> PROBLEM TO WORK ON: The entries should each be set down again precisely.

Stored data
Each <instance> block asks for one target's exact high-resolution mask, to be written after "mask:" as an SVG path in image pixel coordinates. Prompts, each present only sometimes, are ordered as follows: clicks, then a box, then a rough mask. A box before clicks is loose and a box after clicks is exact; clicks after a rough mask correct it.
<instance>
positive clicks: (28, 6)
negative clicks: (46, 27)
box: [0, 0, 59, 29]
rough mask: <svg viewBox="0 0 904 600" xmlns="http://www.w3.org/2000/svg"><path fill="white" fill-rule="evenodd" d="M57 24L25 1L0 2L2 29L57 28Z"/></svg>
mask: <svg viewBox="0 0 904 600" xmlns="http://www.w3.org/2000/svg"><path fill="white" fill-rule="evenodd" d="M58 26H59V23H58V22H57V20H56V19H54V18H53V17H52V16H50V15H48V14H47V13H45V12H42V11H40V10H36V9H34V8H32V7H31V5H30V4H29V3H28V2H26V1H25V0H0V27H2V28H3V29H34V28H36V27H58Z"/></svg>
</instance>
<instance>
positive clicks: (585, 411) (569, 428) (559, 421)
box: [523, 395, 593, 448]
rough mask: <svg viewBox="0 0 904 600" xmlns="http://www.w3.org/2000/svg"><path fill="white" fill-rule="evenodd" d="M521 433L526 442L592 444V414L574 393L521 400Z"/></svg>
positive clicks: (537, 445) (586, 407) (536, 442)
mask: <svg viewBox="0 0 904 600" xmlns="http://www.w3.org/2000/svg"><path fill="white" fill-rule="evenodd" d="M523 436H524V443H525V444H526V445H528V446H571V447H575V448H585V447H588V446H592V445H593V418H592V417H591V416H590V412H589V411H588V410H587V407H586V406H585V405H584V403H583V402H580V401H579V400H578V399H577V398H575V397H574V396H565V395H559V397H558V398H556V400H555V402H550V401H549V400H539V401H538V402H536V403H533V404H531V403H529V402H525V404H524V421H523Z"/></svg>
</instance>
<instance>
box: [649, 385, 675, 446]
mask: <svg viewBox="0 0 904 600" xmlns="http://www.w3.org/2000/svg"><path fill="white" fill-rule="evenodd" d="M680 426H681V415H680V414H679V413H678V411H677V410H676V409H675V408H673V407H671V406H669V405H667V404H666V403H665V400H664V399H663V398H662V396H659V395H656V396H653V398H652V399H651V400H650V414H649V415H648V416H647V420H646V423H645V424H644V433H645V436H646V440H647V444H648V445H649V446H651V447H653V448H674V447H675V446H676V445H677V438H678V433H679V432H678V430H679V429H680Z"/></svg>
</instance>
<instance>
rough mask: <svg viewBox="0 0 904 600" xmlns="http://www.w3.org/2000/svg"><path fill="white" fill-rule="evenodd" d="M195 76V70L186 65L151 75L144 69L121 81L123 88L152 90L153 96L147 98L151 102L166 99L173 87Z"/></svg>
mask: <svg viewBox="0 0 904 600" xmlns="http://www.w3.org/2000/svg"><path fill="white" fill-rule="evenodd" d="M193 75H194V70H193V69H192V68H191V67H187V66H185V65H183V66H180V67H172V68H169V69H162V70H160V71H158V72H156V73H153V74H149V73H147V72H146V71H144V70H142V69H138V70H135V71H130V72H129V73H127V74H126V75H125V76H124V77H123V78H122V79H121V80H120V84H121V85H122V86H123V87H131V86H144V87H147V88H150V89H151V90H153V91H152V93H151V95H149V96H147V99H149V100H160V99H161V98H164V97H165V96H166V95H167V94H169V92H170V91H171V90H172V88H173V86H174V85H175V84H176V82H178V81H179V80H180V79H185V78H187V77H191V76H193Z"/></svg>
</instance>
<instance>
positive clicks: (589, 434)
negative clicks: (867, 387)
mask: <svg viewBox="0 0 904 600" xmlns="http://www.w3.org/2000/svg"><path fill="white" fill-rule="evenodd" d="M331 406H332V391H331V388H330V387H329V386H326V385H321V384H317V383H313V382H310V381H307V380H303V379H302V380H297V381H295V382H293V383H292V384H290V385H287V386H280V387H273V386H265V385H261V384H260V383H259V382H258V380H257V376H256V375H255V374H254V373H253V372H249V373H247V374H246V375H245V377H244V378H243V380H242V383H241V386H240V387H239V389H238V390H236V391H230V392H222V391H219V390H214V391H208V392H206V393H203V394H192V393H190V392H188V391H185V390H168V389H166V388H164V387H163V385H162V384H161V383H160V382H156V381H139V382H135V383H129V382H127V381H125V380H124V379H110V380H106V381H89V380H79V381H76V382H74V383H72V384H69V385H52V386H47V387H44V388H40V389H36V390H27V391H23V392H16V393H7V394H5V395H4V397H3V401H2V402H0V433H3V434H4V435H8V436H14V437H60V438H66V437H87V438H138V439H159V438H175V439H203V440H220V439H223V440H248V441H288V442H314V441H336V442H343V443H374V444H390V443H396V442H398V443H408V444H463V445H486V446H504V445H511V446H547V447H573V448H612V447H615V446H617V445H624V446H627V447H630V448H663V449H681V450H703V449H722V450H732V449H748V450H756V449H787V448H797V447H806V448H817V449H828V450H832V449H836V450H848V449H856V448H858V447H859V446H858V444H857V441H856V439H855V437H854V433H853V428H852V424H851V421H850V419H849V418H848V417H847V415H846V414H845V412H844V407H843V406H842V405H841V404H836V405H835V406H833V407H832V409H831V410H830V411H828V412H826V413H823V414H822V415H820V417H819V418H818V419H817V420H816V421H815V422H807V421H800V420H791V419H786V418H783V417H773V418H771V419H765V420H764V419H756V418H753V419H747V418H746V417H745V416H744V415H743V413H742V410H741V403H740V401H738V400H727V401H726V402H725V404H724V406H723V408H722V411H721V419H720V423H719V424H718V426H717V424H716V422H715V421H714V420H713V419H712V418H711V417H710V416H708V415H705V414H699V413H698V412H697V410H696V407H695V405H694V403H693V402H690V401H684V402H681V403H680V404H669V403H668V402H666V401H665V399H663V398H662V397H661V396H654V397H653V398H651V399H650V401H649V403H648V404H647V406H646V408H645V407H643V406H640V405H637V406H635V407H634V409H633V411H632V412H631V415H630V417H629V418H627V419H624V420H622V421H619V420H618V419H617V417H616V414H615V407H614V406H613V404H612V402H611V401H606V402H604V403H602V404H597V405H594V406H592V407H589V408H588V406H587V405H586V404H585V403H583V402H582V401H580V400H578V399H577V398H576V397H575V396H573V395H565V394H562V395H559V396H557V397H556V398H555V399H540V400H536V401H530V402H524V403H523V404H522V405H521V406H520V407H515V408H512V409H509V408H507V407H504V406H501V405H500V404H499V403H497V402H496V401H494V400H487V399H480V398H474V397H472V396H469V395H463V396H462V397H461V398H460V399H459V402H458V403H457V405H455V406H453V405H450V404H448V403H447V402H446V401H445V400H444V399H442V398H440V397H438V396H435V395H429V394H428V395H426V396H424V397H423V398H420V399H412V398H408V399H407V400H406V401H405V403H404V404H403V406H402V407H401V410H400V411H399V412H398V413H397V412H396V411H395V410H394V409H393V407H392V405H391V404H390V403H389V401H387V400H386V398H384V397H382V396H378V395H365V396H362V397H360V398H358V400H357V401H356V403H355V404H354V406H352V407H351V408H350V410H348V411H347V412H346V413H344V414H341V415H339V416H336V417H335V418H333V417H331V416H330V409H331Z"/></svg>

> FINAL ANSWER:
Each <instance> block asks for one target's exact high-resolution mask, to be written after "mask:" as an SVG path in image pixel coordinates. Prompts, each present only sometimes, are ordered as follows: clicks, then a box, then a rough mask. A box before clicks is loose and a box after clicks is exact; clicks after a rough mask correct it.
<instance>
positive clicks: (28, 6)
negative clicks: (46, 27)
box: [0, 0, 59, 29]
rough mask: <svg viewBox="0 0 904 600" xmlns="http://www.w3.org/2000/svg"><path fill="white" fill-rule="evenodd" d="M57 24L25 1L0 2L2 29L57 28Z"/></svg>
mask: <svg viewBox="0 0 904 600" xmlns="http://www.w3.org/2000/svg"><path fill="white" fill-rule="evenodd" d="M58 26H59V23H58V22H57V20H56V19H54V18H53V17H52V16H50V15H48V14H47V13H45V12H42V11H40V10H36V9H34V8H32V7H31V5H30V4H29V3H28V2H26V1H25V0H0V27H2V28H3V29H34V28H36V27H58Z"/></svg>
</instance>
<instance>
positive clicks: (585, 411) (569, 428) (559, 421)
box: [523, 395, 593, 448]
rough mask: <svg viewBox="0 0 904 600" xmlns="http://www.w3.org/2000/svg"><path fill="white" fill-rule="evenodd" d="M521 433L526 442L592 444V414L574 393L521 400Z"/></svg>
positive clicks: (537, 445) (586, 407) (536, 442)
mask: <svg viewBox="0 0 904 600" xmlns="http://www.w3.org/2000/svg"><path fill="white" fill-rule="evenodd" d="M523 436H524V443H525V444H526V445H528V446H571V447H575V448H585V447H588V446H592V445H593V418H592V417H591V416H590V412H589V411H588V410H587V407H586V406H585V405H584V403H583V402H580V401H579V400H578V399H577V398H575V397H574V396H565V395H559V397H558V398H556V400H555V402H550V401H549V400H539V401H538V402H536V403H533V404H531V403H529V402H525V404H524V421H523Z"/></svg>
</instance>
<instance>
box: [649, 385, 675, 446]
mask: <svg viewBox="0 0 904 600" xmlns="http://www.w3.org/2000/svg"><path fill="white" fill-rule="evenodd" d="M680 426H681V415H680V414H679V413H678V411H677V410H676V409H675V408H673V407H671V406H669V405H667V404H666V403H665V400H664V399H663V398H662V396H659V395H656V396H653V398H652V399H651V400H650V414H649V415H648V416H647V420H646V423H645V424H644V433H645V436H646V440H647V444H648V445H649V446H651V447H653V448H674V447H675V446H676V445H677V438H678V433H679V432H678V430H679V429H680Z"/></svg>
</instance>
<instance>
rough mask: <svg viewBox="0 0 904 600" xmlns="http://www.w3.org/2000/svg"><path fill="white" fill-rule="evenodd" d="M195 76V70L186 65L151 75L144 69L121 81L123 88L152 90L153 96L147 98L151 102L166 99L173 87Z"/></svg>
mask: <svg viewBox="0 0 904 600" xmlns="http://www.w3.org/2000/svg"><path fill="white" fill-rule="evenodd" d="M193 75H194V70H193V69H192V68H191V67H187V66H185V65H183V66H180V67H172V68H169V69H162V70H160V71H158V72H156V73H153V74H149V73H147V72H146V71H144V70H142V69H138V70H135V71H130V72H129V73H127V74H126V75H125V76H124V77H123V78H122V79H121V80H120V84H121V85H122V86H123V87H131V86H144V87H147V88H150V89H151V90H153V91H152V93H151V95H149V96H147V99H149V100H160V99H161V98H164V97H165V96H166V95H167V94H169V92H170V91H171V90H172V88H173V86H174V85H175V84H176V82H178V81H179V80H180V79H185V78H187V77H191V76H193Z"/></svg>
</instance>
<instance>
positive clicks: (589, 434)
negative clicks: (867, 387)
mask: <svg viewBox="0 0 904 600" xmlns="http://www.w3.org/2000/svg"><path fill="white" fill-rule="evenodd" d="M331 406H332V391H331V388H330V387H329V386H326V385H321V384H317V383H313V382H310V381H307V380H303V379H302V380H297V381H295V382H293V383H292V384H290V385H287V386H280V387H273V386H265V385H261V384H260V383H259V382H258V380H257V376H256V375H255V374H254V373H253V372H249V373H247V374H246V375H245V377H244V378H243V380H242V383H241V386H240V387H239V389H238V390H236V391H230V392H222V391H219V390H214V391H208V392H206V393H203V394H192V393H190V392H188V391H185V390H168V389H166V388H164V387H163V385H162V384H161V383H160V382H156V381H139V382H135V383H129V382H127V381H125V380H124V379H110V380H106V381H89V380H79V381H76V382H74V383H72V384H69V385H52V386H47V387H44V388H40V389H36V390H27V391H23V392H16V393H7V394H5V395H4V397H3V401H2V402H0V433H3V434H4V435H8V436H14V437H60V438H66V437H87V438H138V439H159V438H175V439H203V440H220V439H223V440H248V441H288V442H314V441H336V442H343V443H374V444H390V443H396V442H398V443H408V444H463V445H486V446H504V445H511V446H547V447H573V448H612V447H615V446H617V445H624V446H627V447H630V448H663V449H681V450H703V449H722V450H732V449H748V450H756V449H787V448H797V447H806V448H817V449H828V450H832V449H836V450H848V449H856V448H858V447H859V446H858V444H857V441H856V439H855V437H854V433H853V428H852V424H851V421H850V419H849V418H848V417H847V415H846V414H845V412H844V407H843V406H842V405H841V404H836V405H835V406H833V407H832V409H831V410H830V411H828V412H826V413H823V414H822V415H820V417H819V418H818V419H817V420H816V421H815V422H807V421H800V420H791V419H786V418H783V417H773V418H771V419H765V420H764V419H756V418H753V419H747V418H746V417H745V416H744V415H743V413H742V410H741V403H740V401H738V400H727V401H726V402H725V404H724V406H723V408H722V411H721V419H720V423H719V424H718V426H717V424H716V422H715V421H714V420H713V419H712V418H711V417H710V416H708V415H705V414H699V413H698V412H697V410H696V407H695V405H694V403H693V402H690V401H684V402H681V403H680V404H669V403H668V402H666V401H665V399H663V398H662V397H661V396H654V397H653V398H651V399H650V401H649V403H648V404H647V406H646V408H645V407H643V406H640V405H637V406H635V407H634V409H633V411H632V412H631V415H630V417H629V418H627V419H624V420H622V421H619V420H618V419H617V417H616V414H615V407H614V406H613V404H612V402H611V401H606V402H604V403H602V404H597V405H594V406H592V407H589V408H588V406H587V405H586V404H585V403H583V402H582V401H580V400H578V399H577V398H576V397H575V396H573V395H565V394H562V395H559V396H557V397H556V398H555V399H540V400H536V401H530V402H524V403H523V404H522V405H521V406H520V407H515V408H512V409H509V408H507V407H504V406H501V405H500V404H499V403H497V402H496V401H494V400H487V399H480V398H474V397H472V396H469V395H463V396H462V397H461V398H460V399H459V402H458V403H457V405H455V406H453V405H450V404H448V403H447V402H446V401H445V400H444V399H442V398H440V397H438V396H435V395H429V394H428V395H426V396H424V397H423V398H420V399H412V398H408V399H407V400H406V401H405V403H404V404H403V406H402V407H401V410H400V411H399V412H398V413H397V412H396V411H395V410H394V409H393V407H392V405H391V404H390V403H389V401H387V400H386V398H384V397H382V396H378V395H365V396H362V397H360V398H358V400H357V401H356V403H355V404H354V406H352V407H351V408H350V410H348V411H347V412H346V413H344V414H341V415H339V416H336V417H335V418H333V417H331V416H330V409H331Z"/></svg>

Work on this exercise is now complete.